4.4. Molecular Methods

Plasmid DNA from S. cerevisiae FY834 as well as E. coli Top10 F′ (Invitrogen, Darmstadt, Germany) was isolated with the NucleoSpin® Plasmid Kit (Macherey-Nagel, Dueren, Germany). Genomic DNA from F. fujikuroi was extracted from lyophilized and ground mycelium following the protocol of Cenis [51]. For Southern blot analysis [52] of deletion mutants for ectopically integrated deletion cassettes, genomic DNA digested with an appropriate restriction enzyme (Thermo Fisher Scientific, Schwerte, Germany) was separated in a 1% (w/v) agarose gel and transferred to a nylon membrane (Nytran™ SPC, Whatman, Sanford, FL, USA) by downward alkali blotting [53]. Membranes were hybridized with 32P-labeled probes that were generated with the random oligomer-primer method [54], while 5′ or 3′ flanks (Table S2) were used as templates. Southern blot analyses of ΔPKS-NRPS1, ΔDA, ΔER, ΔTF23, and ΔMFS-T deletion mutants can be found in Figures S11–S15. PCR amplification was performed by using BioTherm™ DNA Polymerase (GeneCraft, Luedinghausen, Germany), TaKaRa LA Taq® DNA Polymerase (Takara Bio, Saint-Germain-en-Laye, France) or Phusion® High-Fidelity DNA Polymerase (Finnzymes, Vantaa, Finland) according to the manufacturer’s instructions.
For RNA extraction from lyophilized and ground mycelium, the TRI Reagent™ (Sigma-Aldrich, Steinheim, Germany) was used. Total RNA (20 µg) was separated in a 1% (w/v) denaturating agarose gel [54] for expression analysis by Northern blot [55]. The RNA was transferred to a nylon membrane (Nytran™ SPC, Whatman, Sanford, FL, USA) and was hybridized with 32P-labeled probes as described above [54]. Probes, ca. 1 kb fragments of the genes of interest, were generated by PCR with primer pairs WT_F/WT_R for FFUJ_02218-FFUJ_02225 (Table S2) as well as eqxD_OE_F/eqxD_OE_R for F. heterosporum eqxD (Table S3). For expression analysis by qRT-PCR, DNA in 1 µg of total RNA was first removed by digestion with DNase I (Thermo Fisher Scientific, Schwerte, Germany), and then was transcribed into cDNA applying oligo dT primers and SuperScript® II Reverse Transcriptase (Invitrogen, Darmstadt, Germany) according to the manufacturer’s instructions. The qRT-PCR used the iQ SYBR Green Supermix (Bio-Rad, Muenchen, Germany) in a C1000 Touch™ Thermal Cycler with a CFX96™ Real-Time System (Bio-Rad, Muenchen, Germany). For quantifying transcript levels of the genes of interest (PKS-NRPS1, DA, ER, TF22, TF23, MFS-T) and of the constitutively expressed reference genes (FFUJ_07710, a GDP mannose transporter gene; FFUJ_05652, a related actin gene; FFUJ_08398, an ubiquitin gene), the primers listed in Table S4 were used. The annealing temperature was 60 °C and primer efficiencies were between 90% and 110%. Two technical and two biological replicates were carried out and the results were calculated with the ∆∆Ct-method [56].

Activity 1 | List the deletion mutants whose Southern blot analyses the molecular methods section places in Figures S11–S15.
Activity 2 | According to the molecular methods section, how much total RNA was separated in the denaturing agarose gel for Northern blot analysis?

[Stored data]
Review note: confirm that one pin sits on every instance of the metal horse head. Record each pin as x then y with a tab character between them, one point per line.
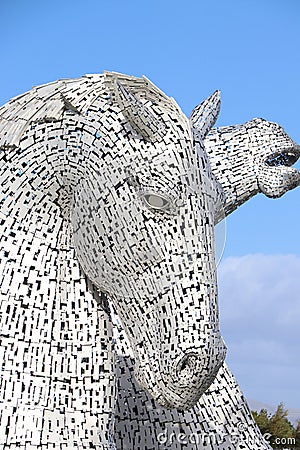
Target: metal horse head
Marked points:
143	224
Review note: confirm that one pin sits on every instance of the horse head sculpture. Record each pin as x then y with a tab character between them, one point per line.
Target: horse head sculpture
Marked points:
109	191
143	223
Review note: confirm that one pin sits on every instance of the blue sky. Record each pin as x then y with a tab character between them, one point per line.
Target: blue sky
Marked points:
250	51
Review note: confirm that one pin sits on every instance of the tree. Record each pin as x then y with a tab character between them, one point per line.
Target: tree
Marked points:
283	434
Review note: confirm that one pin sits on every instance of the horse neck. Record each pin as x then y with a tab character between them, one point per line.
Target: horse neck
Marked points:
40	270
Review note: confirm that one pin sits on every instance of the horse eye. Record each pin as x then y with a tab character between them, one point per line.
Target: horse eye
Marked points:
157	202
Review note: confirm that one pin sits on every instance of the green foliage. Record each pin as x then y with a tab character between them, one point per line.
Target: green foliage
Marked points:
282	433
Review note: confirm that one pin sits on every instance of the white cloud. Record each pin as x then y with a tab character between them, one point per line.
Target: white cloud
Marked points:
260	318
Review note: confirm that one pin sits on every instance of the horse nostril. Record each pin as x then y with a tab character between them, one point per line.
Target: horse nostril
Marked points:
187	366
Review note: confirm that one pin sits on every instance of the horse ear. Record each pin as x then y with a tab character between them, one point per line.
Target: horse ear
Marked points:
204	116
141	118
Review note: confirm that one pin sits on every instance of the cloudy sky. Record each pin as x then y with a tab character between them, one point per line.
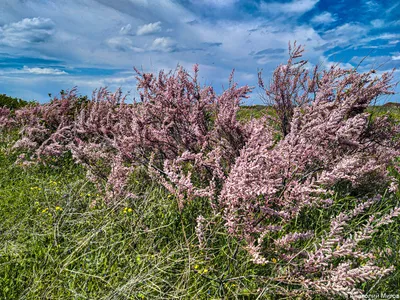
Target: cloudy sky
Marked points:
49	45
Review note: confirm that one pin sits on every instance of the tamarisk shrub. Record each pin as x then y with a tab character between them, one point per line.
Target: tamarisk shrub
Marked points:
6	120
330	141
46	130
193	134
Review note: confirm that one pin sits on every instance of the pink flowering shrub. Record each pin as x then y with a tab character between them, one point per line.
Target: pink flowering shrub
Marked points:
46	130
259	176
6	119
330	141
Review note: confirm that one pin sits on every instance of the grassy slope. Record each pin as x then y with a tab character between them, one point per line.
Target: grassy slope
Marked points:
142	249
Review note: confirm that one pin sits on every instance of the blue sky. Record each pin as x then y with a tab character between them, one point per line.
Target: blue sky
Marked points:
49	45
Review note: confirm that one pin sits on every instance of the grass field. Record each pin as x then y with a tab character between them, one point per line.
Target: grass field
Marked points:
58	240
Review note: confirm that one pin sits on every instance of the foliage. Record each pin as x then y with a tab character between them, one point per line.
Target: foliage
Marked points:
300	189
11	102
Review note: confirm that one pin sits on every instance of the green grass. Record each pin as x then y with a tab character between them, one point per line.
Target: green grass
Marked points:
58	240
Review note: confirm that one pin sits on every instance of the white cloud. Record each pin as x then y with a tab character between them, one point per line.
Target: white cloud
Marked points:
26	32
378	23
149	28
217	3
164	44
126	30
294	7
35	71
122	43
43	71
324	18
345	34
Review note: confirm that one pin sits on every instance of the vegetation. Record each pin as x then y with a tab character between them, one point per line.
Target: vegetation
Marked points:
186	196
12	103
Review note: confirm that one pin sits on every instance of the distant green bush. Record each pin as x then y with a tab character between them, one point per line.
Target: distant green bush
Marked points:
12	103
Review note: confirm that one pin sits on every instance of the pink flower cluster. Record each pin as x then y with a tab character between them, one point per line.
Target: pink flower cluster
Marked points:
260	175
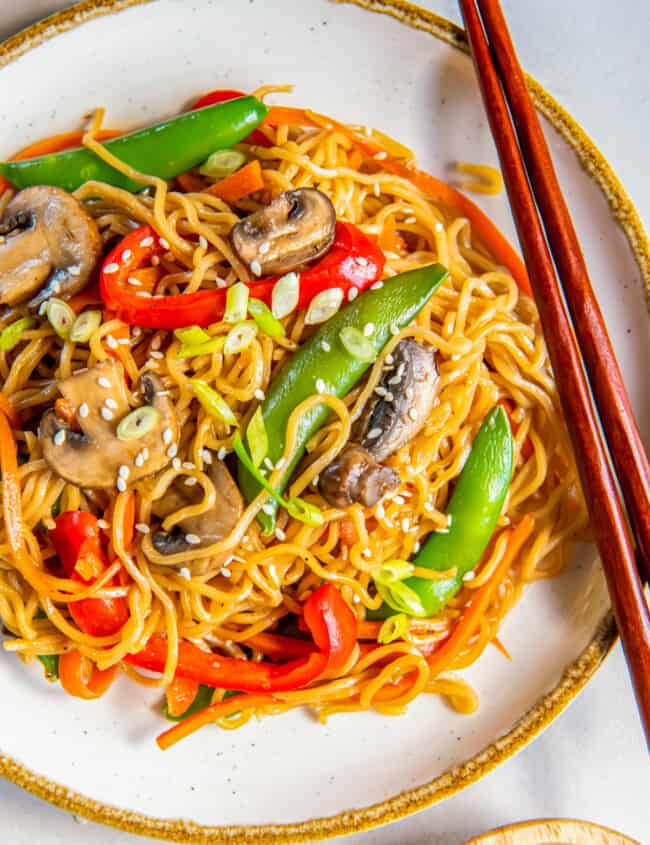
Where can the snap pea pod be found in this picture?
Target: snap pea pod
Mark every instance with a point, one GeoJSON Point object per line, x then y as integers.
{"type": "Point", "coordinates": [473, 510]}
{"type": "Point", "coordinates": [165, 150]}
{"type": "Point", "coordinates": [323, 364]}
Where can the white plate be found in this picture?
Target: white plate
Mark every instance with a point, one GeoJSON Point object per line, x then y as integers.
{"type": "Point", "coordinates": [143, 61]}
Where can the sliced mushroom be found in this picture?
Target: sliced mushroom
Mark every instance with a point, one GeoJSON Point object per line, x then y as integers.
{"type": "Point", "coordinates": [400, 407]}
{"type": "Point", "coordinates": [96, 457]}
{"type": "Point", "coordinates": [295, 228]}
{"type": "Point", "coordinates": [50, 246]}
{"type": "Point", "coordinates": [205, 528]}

Answer area 1 | ΔPKS-NRPS1, ΔDA, ΔER, ΔTF23, ΔMFS-T

Answer area 2 | 20 µg